貫通孔形成用壁構造およびその貫通孔形成用壁構造を備えた配電函
【課題】 配線・配管材が挿通される貫通孔に隣接するノックが、安易に外れたり取れたりすることのない、貫通孔形成用壁構造を提供する。
【解決手段】 貫通孔形成用壁構造1は、壁部3に、配線・配管材が挿通される貫通孔4が設けられ、その貫通孔4は、互いに隣接する第1貫通孔4aと第2貫通孔4bとで構成される。ここで、第2貫通孔4bは、除去可能なノック5bで塞がれ、第1貫通孔4aは、除去可能な他のノック5aで塞がれている。そして、ノック5bと、隣接する壁部3との間には、薄肉部またはスリットあるいは切れ目などを有する、脆弱部6が介在する。さらに、ノック5bから、隣接する壁部3に渡って、第1リブ7が設けられ、その第1リブ7は、他のノック5a(第1貫通孔4a)の周縁に沿うようにしてノック5bから立設し、隣接する壁部3に及ぶように延びる。
【解決手段】 貫通孔形成用壁構造1は、壁部3に、配線・配管材が挿通される貫通孔4が設けられ、その貫通孔4は、互いに隣接する第1貫通孔4aと第2貫通孔4bとで構成される。ここで、第2貫通孔4bは、除去可能なノック5bで塞がれ、第1貫通孔4aは、除去可能な他のノック5aで塞がれている。そして、ノック5bと、隣接する壁部3との間には、薄肉部またはスリットあるいは切れ目などを有する、脆弱部6が介在する。さらに、ノック5bから、隣接する壁部3に渡って、第1リブ7が設けられ、その第1リブ7は、他のノック5a(第1貫通孔4a)の周縁に沿うようにしてノック5bから立設し、隣接する壁部3に及ぶように延びる。

> **課題一覧**:
1. エントリの先頭から「POLYGON ((75 65, 60 43, 43 66, 75 65))」を含む行まで(両端を含む)を、「even-odd rule」を「nonzero rule」に置き換え、ほかは変えずに書き直すこと。
2. 貫通孔形成用壁構造についての抜粋文を、最後の文の後から続けて書くこと。
抜粋文とエントリとは互いに無関係である。

> **使用データ**:

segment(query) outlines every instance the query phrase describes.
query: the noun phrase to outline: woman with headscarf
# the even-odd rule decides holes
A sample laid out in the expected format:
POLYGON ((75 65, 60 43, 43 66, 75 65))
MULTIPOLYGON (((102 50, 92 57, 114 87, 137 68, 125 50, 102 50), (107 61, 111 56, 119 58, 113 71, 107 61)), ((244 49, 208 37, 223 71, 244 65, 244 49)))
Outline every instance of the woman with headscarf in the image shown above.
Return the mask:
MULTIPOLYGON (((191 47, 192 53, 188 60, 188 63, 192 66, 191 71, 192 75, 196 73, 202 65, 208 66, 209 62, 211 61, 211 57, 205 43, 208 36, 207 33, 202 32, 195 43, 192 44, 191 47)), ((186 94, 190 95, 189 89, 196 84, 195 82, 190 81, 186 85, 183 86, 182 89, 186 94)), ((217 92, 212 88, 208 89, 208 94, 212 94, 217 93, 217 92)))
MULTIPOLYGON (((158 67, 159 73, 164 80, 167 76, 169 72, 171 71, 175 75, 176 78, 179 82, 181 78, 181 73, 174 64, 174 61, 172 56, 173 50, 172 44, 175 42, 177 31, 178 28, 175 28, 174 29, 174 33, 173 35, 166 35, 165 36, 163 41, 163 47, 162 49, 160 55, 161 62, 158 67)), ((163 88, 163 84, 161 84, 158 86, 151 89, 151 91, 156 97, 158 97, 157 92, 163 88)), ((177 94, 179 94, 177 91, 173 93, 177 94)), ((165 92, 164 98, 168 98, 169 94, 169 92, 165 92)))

> **最終解答**:
1.
segment(query) outlines every instance the query phrase describes.
query: the noun phrase to outline: woman with headscarf
# the nonzero rule decides holes
A sample laid out in the expected format:
POLYGON ((75 65, 60 43, 43 66, 75 65))

2.
【発明の詳細な説明】
【技術分野】
【0001】
この発明は、除去することにより配線・配管材が挿通される貫通孔が形成されるノックを備えた、貫通孔形成用壁構造およびその貫通孔形成用壁構造を備えた配電函に関するものである。
【背景技術】
【0002】
従来、例えば配電函において、ケーブル(配線材)を挿通するにあたって、配電函の壁に不必要に大きな貫通孔を形成することは、雨水や粉塵等の侵入を防止するには不利であった。そこで、貫通孔は、除去可能なノックで塞がれて、必要に応じてノックを除去することで、必要な大きさの貫通孔を形成できるものがあった(例えば、特許文献1参照)。図14に示すように、この配電函21は、大きな貫通孔を複数のノック22、22により塞いでおり、除去するノック22の数によって、必要な大きさの貫通孔を形成できるものであった。
【先行技術文献】
【特許文献】
【0003】
【特許文献1】特開2011−103711号公報
【発明の概要】
【発明が解決しようとする課題】
【0004】
ところで、前記従来の配電函21にあっては、複数のノック22、22の内の一部のノック22を除去して使用した場合には、ケーブルの挿通作業等により、残されたノック22に負荷がかかり、それによって、ノック22が外れて、不必要に大きな貫通孔が形成されてしまう虞があった。
【0005】
この発明は、上記した従来の欠点を解決するためになされたものであり、その目的とするところは、配線・配管材が挿通される貫通孔に隣接するノックが、安易に外れたり取れたりすることのない、貫通孔形成用壁構造およびその貫通孔形成用壁構造を備えた配電函を提供することにある。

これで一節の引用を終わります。